**Instructions for the task:**
In the interview below, which stage performers did the designers say they looked to?

Whitewall spoke with Tordini and Ambrosio about their digital presence—including a new e-commerce site—and a recent capsule collection with RE/DONE made from reworked vintage pieces.
WHITEWALL: Can you tell us about the inspiration behind your Fall/Winter 2019–2020 collection?
THE ATTICO: The Attico Fall/Winter 2019–2020 collection centers around the different types of egos, roles, and characteristics a woman can embrace with optimism. It represents a woman who is extremely bold yet nuanced, that we can recognize in ourselves or in others. She can take care and pride in her appearance, enjoy the art of dressing and role-playing. She is a collector, a clever businesswoman, a muse, or a stage performer. This collection is about embodying that dynamic woman in us who owns both her successes and shortcomings. She has a purpose, and she’s going for it unapologetically and fearlessly with style.
WW: You’ve said that every piece in your collections comes from a combination of instinct, memory, reference, and vision. Are there any specific memories or references you could pinpoint?
TA: We looked to stage performers like Grace Jones, Diana Ross, and Mina—all chameleon performers who adapt to their individual multifaceted personalities. We’re drawn to women who embrace their masculine-feminine nature completely. We looked to fabrics and shapes that will draw a lot of attention to all of our wearers. You could visualize these women being spotted at a gallery exhibition in the early eighties at opening night, an imagined party attended by American Psycho characters, or a soirée at the infamous Manko club in Paris. There are some references to an eighties businesswoman in her large suit jacket or in a fully sequined dress next to her fast car, but it’s not to be taken too literally. She represents an archetype of a woman who is very bold yet embodies characteristics which we can all recognize in ourselves.
WW: A lot of designers are asked who they design for, but you’ve said there’s not a recipe for the typical woman. So, what do you want your clothes to do for the women who wear them?

**Collected data entries:**

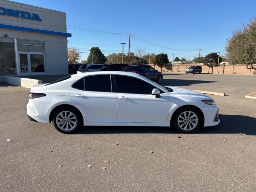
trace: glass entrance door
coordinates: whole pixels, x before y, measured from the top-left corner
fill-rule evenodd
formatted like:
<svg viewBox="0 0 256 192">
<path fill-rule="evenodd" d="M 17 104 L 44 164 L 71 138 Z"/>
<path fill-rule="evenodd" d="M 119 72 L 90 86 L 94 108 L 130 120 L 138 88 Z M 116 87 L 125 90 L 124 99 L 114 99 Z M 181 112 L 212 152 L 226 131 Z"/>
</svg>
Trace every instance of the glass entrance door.
<svg viewBox="0 0 256 192">
<path fill-rule="evenodd" d="M 19 52 L 18 55 L 20 75 L 46 74 L 43 54 Z"/>
</svg>

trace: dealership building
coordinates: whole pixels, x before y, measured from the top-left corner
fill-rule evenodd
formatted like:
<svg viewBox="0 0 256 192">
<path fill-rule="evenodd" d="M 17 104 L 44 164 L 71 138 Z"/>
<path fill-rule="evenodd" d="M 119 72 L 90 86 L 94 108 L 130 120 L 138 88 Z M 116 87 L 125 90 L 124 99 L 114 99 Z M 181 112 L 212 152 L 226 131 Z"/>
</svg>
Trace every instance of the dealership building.
<svg viewBox="0 0 256 192">
<path fill-rule="evenodd" d="M 0 0 L 0 75 L 68 73 L 66 14 Z"/>
</svg>

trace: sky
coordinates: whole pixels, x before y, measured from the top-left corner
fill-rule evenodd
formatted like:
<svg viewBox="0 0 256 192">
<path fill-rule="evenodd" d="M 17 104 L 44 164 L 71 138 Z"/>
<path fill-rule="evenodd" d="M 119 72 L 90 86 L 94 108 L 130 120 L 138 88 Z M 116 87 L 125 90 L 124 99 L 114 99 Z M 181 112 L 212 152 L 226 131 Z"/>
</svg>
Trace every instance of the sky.
<svg viewBox="0 0 256 192">
<path fill-rule="evenodd" d="M 227 38 L 256 16 L 255 0 L 12 0 L 66 13 L 68 48 L 86 60 L 98 47 L 105 56 L 140 49 L 192 60 L 224 55 Z"/>
</svg>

**Response:**
Grace Jones, Diana Ross, and Mina.